Given instruction 1: Copy out the 100 GbE subsystem page word for word, everything from "This notebook provides" down to "the IP core.".
Given instruction 2: Write the next part of the 100 GbE subsystem page, picking up after its last sentence.

Page excerpt:
# Introduction

This notebook provides an example demonstrating how to work with Xilinx 100 GbE subsystem. The 100 GbE subsystem consists of a harded IP also known as the CMAC. This hardened IP is available in Xilinx UltraScale+ devices. See the [Xilinx documentation](https://www.xilinx.com/products/intellectual-property/cmac_usplus.html) for more details on the IP core. 

# Overlay Block Design

![alt text](images/intro_overlay.png "Aldec Daughter Card Plugged into ZCU111 FMC+ Connector")

# Hardware Setup

The ZCU111 comes with four, SFP28 ports in a horizontal cage. Each of these is connected to one GTY transceiver and is capable of 25GbE. The four together acheive 100GbE. This design also demonstrates how to instead route the CMAC out of the onboard FMC+ connector and through an adapter board to one of two QSFP connectors. The QSFP connector similarly accepts four GTY transceivers each running 25GbE; however, they are all connected in the same connector. QSFP provides 100GbE in a smaller form factor.

This design uses the [Aldec FMC to QSPF daughter card](https://www.aldec.com/en/products/emulation/daughter_cards/fmc_daughter/fmc_qsfp) plugged into the FMC+ connector on the [ZCU111](https://www.xilinx.com/products/boards-and-kits/zcu111.html).

![alt text](images/CMAC_Aldec_Setup_1.png "Aldec Daughter Card Plugged into ZCU111 FMC+ Connector")

The design also features 4 FS "generic" 25GbE SFP28 passive loopback modules (Product: 109377) and 2 Amphelol 100GbE QSFP passive loopback modules (Product: SF-100GLB0W00-0DB).

Point labeling dataset excerpts:
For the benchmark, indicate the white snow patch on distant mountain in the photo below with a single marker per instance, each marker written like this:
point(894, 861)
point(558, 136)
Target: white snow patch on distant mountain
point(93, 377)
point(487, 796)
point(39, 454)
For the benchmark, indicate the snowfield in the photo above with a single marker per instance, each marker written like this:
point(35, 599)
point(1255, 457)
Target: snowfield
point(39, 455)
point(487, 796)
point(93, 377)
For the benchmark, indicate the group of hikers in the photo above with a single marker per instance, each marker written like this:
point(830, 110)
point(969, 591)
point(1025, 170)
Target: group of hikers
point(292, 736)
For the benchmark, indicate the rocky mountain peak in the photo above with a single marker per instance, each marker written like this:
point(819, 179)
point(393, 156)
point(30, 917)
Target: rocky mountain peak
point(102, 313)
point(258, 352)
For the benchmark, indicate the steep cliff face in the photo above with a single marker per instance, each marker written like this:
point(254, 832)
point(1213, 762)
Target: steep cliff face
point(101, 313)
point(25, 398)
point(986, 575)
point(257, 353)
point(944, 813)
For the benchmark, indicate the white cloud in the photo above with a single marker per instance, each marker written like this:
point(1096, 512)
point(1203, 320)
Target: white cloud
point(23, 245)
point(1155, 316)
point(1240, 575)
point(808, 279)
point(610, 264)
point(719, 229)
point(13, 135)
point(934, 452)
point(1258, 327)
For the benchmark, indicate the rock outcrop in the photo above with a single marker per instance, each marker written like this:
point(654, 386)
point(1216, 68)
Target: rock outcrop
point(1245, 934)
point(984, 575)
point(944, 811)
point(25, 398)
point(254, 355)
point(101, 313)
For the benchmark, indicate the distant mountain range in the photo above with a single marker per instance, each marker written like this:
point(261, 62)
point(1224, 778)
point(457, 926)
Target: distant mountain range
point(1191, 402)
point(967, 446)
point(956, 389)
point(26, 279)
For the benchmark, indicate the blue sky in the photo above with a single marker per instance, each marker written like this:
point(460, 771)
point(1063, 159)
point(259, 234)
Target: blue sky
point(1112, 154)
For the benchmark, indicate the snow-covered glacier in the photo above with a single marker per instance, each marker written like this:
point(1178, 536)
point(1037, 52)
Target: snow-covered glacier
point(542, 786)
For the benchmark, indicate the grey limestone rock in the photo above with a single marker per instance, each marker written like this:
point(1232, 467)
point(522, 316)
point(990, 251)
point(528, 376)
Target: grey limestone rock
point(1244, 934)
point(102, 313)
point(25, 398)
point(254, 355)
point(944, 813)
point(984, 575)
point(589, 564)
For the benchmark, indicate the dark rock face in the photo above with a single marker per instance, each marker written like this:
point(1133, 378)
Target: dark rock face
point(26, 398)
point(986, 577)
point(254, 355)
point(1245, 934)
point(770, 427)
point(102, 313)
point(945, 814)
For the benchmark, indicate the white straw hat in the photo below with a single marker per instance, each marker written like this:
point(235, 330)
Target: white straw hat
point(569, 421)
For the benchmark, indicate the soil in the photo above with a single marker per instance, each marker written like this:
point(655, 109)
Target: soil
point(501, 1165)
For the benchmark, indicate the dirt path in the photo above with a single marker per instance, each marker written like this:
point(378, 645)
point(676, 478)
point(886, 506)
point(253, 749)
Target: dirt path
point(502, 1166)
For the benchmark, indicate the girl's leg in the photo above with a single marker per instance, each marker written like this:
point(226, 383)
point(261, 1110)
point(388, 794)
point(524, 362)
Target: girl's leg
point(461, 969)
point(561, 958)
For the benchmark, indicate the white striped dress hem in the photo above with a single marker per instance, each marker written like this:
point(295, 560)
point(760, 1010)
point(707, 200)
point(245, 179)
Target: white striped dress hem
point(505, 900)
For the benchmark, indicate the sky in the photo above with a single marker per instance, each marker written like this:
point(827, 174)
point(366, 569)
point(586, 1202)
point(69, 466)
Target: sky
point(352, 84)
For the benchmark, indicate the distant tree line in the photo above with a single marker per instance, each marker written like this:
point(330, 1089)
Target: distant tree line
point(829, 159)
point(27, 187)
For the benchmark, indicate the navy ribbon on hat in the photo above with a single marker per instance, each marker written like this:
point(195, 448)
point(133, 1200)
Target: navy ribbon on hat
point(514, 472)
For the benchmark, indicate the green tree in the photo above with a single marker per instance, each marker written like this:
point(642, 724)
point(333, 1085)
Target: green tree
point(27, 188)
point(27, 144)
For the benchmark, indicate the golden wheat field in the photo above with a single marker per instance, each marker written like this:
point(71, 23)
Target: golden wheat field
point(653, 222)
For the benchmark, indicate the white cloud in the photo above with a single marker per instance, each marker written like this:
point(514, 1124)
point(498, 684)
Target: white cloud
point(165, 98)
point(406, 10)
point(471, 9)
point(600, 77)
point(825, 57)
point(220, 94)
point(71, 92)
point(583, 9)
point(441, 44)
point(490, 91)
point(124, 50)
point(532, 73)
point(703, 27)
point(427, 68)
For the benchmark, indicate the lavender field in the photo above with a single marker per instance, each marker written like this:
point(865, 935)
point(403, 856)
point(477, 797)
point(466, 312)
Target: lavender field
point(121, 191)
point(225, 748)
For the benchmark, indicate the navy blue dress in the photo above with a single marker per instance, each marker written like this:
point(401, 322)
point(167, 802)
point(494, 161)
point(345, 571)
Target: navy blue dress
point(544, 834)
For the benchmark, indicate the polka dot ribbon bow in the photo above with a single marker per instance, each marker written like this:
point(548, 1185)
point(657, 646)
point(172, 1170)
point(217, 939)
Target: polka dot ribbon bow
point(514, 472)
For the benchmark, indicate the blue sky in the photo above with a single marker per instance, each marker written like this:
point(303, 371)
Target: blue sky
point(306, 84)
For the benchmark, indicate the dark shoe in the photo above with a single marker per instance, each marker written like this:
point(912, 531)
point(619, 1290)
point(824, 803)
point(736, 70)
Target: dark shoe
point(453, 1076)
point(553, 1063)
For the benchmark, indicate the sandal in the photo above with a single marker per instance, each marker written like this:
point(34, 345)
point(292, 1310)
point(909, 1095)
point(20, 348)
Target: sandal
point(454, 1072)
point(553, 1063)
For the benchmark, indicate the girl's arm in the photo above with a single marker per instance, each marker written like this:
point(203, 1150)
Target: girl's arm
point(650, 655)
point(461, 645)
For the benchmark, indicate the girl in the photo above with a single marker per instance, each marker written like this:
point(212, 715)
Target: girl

Task result 1:
This notebook provides an example demonstrating how to work with Xilinx 100 GbE subsystem. The 100 GbE subsystem consists of a harded IP also known as the CMAC. This hardened IP is available in Xilinx UltraScale+ devices. See the [Xilinx documentation](https://www.xilinx.com/products/intellectual-property/cmac_usplus.html) for more details on the IP core.

Task result 2:
![alt text](images/CMAC_Aldec_Setup_2.png "Aldec Daughter Card Plugged into ZCU111 FMC+ Connector")

# Imports

In [1]:
import pynq
import numpy as np
from cmac import CMAC

# Download Overlay, Program FPGA, Initialize IP Cores

In [2]:
# Download Overlay
ol = pynq.Overlay('sfp28.bit')

In [3]:
# Bind Drivers
dma = ol.axi_dma_0
cmac = ol.cmac_usplus_0

If you don't have loopback modules, you can still experiment with the CMAC by enabling "Near-End PMA Loopback" in the cell below which routes the transmit path to the receive path internally as opposed to sending them off package via the transceivers.

In [4]:
# Put CMAC in internal Loopback Mode
cmac.internal_loopback = 0

In [5]:
# Bring up the CMAC Core
cmac.start()

# Test Functionality

In this overlay, we are using a DMA IP to transfer data to and from the processing system. The DMA is configured in packet mode so it supplies the necessary tlast signal for the CMAC core. The CMAC core supports packet sizes from 64 to 9,000 bytes. To illustrate data transfer, we will encode a random string as a list of bytes and store the result in a numpy array. We then allocate input and output dma buffers with size equal to the numpy array size (in this case 472 bytes).

In [6]:
# Random Data
raw_str = ' /$$$$$$$  /$$     /$$ /$$   /$$  /$$$$$$ \n| $$__  $$|  $$   /$$/| $$$ | $$ /$$__  $$\n| $$  \\ $$ \\  $$ /$$/ | $$$$| $$| $$  \\ $$\n| $$$$$$$/  \\  $$$$/  | $$ $$ $$| $$  | $$\n| $$____/    \\  $$/   | $$  $$$$| $$  | $$\n| $$          | $$    | $$\\  $$$| $$/$$ $$\n| $$          | $$    | $$ \\  $$|  $$$$$$/\n|__/          |__/    |__/  \\__/ \\____ $$$\n                                      \\__/\n\n                                          \n                                         '

In [7]:
# Encode string as array of 472 bytes using default UTF-8 encoding
packets_in = np.array(list(raw_str.encode()))

In [8]:
# Allocate input and output buffers for transfer
dma_buf_in = pynq.allocate(packets_in.shape[0])
dma_buf_out = pynq.allocate(packets_in.shape[0])

In [9]:
# Load data into input buffer
dma_buf_in[:]=packets_in

### DMA Transfer

In [10]:
dma.sendchannel.transfer(dma_buf_in)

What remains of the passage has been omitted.